Saved entries
........
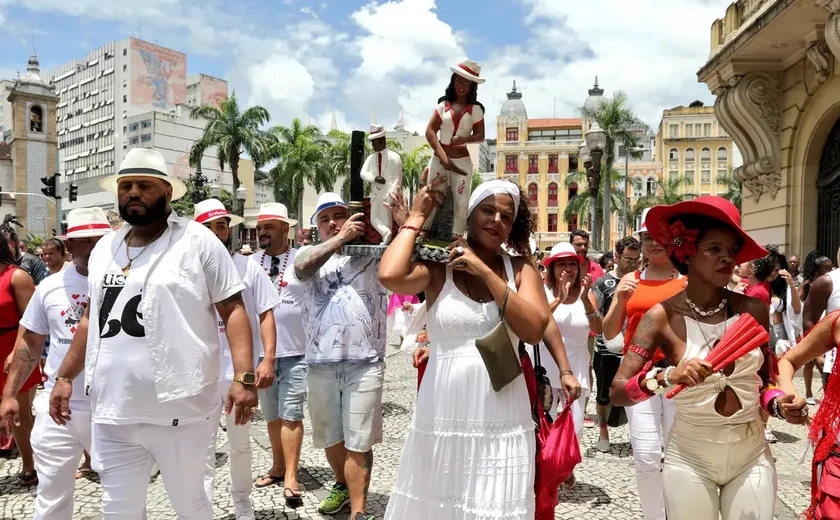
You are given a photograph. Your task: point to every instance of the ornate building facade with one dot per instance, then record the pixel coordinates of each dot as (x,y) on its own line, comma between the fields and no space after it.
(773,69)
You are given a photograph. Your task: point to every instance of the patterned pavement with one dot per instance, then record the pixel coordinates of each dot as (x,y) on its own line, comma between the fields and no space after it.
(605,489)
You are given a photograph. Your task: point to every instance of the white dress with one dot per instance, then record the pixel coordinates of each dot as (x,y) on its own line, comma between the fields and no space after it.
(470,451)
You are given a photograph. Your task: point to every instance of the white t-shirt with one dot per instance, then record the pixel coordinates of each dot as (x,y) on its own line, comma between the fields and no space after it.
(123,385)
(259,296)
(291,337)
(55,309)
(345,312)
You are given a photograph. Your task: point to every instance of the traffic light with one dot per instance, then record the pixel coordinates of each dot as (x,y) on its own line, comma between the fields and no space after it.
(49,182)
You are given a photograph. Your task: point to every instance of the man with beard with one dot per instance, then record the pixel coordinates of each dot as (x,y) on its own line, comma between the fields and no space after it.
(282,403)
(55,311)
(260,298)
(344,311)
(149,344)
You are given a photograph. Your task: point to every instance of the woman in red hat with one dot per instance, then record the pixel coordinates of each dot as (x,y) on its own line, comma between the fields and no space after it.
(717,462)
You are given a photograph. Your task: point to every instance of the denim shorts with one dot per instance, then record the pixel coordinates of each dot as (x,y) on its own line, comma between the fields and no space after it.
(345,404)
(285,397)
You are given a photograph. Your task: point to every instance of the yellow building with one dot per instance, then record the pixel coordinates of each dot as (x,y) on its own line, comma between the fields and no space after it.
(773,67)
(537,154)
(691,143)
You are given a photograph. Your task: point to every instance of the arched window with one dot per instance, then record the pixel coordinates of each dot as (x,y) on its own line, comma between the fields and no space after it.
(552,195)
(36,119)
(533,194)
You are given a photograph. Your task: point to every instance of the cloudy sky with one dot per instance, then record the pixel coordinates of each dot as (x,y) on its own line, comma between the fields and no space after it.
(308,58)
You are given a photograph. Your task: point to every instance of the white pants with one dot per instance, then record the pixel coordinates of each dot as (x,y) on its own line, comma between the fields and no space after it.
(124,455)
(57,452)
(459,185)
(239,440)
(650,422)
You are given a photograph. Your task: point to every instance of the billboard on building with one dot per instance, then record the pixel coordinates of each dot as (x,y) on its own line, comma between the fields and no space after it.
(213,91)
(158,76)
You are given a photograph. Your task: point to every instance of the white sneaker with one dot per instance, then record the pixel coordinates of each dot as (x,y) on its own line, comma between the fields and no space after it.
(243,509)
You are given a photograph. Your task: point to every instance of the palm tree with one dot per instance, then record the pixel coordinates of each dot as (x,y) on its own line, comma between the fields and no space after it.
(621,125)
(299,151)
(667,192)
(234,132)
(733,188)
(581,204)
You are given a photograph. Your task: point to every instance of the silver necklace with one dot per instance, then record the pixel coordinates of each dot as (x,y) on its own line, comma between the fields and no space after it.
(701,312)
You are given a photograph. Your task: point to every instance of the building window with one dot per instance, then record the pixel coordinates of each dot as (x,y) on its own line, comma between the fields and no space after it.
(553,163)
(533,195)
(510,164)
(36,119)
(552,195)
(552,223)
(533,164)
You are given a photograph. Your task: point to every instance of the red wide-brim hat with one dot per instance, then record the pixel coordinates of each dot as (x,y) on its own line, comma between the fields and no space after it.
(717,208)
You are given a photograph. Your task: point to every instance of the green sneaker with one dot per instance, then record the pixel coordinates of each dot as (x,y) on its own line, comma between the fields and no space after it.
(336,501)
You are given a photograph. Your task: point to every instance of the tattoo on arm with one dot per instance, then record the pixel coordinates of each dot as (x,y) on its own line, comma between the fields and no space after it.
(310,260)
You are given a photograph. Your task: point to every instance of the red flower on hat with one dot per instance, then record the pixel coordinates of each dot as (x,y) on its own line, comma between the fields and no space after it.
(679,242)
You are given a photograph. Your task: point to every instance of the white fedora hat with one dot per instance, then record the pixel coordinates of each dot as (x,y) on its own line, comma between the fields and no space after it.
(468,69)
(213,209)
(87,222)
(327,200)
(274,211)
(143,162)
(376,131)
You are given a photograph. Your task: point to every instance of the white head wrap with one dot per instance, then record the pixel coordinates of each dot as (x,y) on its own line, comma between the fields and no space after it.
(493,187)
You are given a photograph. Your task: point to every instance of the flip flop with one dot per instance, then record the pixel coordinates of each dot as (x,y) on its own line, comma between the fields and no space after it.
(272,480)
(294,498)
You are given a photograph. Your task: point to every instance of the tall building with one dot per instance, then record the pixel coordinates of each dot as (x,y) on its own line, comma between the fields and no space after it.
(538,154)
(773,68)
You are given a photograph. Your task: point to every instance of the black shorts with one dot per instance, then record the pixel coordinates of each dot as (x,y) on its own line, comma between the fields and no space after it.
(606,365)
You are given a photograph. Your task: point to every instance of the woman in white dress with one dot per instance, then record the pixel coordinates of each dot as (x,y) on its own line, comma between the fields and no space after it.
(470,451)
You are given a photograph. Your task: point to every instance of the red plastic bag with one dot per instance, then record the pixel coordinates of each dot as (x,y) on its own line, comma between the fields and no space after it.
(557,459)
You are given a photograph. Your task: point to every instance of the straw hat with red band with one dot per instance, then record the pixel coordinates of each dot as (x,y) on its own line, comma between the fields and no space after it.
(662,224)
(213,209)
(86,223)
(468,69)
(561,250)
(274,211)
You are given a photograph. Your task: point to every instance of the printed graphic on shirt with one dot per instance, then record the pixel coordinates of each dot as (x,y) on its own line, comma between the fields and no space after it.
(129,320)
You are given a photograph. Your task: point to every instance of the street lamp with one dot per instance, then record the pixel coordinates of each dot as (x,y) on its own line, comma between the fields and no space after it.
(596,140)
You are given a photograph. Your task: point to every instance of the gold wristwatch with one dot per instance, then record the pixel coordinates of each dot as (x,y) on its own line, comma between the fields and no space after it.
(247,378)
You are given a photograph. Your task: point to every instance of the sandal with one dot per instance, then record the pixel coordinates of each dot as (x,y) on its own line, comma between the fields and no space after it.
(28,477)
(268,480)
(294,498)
........
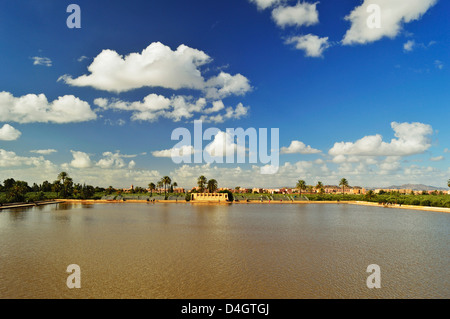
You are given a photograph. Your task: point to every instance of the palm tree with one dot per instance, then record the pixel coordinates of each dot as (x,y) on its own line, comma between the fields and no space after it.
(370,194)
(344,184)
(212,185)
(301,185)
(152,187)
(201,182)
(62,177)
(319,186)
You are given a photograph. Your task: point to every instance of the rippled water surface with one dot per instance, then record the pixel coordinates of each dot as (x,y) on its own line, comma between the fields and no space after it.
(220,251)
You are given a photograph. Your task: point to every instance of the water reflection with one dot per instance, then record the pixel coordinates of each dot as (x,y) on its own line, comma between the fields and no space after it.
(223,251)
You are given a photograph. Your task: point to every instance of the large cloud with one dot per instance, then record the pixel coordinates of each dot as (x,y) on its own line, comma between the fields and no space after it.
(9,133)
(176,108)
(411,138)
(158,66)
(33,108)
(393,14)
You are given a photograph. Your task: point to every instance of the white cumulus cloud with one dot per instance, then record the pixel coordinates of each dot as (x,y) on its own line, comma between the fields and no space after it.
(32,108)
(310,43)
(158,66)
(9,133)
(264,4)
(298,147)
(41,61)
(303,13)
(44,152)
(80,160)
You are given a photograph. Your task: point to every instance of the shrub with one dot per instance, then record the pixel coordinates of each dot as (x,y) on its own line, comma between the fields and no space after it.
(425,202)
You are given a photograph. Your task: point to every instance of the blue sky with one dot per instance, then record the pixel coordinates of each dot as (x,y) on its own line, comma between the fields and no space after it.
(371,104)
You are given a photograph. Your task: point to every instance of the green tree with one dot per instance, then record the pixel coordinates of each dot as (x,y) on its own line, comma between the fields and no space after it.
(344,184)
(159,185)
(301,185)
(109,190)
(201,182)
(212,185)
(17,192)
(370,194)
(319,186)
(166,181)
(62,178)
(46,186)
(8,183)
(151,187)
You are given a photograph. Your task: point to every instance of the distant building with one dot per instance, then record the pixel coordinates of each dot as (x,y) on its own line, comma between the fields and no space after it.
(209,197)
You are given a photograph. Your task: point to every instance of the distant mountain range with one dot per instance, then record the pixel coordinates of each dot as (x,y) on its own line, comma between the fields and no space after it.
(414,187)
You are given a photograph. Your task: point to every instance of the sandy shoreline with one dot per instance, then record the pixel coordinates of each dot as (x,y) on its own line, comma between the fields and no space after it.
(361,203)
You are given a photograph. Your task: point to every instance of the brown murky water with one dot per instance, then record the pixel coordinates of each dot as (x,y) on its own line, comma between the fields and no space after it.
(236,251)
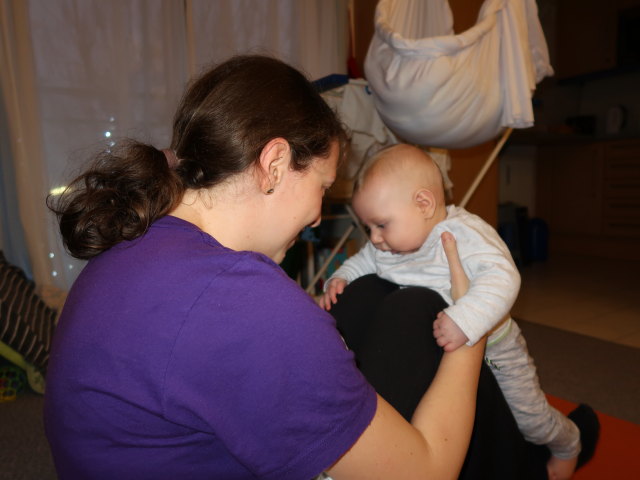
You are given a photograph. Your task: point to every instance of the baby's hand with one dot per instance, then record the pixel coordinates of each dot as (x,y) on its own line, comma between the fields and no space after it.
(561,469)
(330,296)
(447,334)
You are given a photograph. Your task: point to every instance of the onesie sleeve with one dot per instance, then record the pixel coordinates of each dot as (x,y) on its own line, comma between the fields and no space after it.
........
# What to do:
Your copy should hold the lines from the one with "of the sandy" up to and including the one with "of the onesie", exactly as in the data above, and no pictures.

# Response to this exercise:
You are given a photograph. Your task: point to every instance of the sandy shoreline with one dot per instance, then record the pixel coordinates of each dot as (x,y) on its own line, comma between the fields and no space after it.
(361,203)
You are given a photograph. Your task: point to every instance of the brown murky water with one dot per instance, then record the pixel coordinates of each dot as (x,y) on its own line, comma between the fields and no space after it.
(236,251)
You are given a photograph. Your task: point to every instance of the baby's hand with one dot per instance, then record the pixel coordinates of each dot as (x,y) on its own line, comma between the fields and no space after it.
(561,469)
(330,296)
(447,334)
You are given a photograph. Your task: point to every instance of the onesie sleeve with one dot per instance, then record the pixel coordinates of each dot as (x,y) on its own line, comma between the fields and no space after it.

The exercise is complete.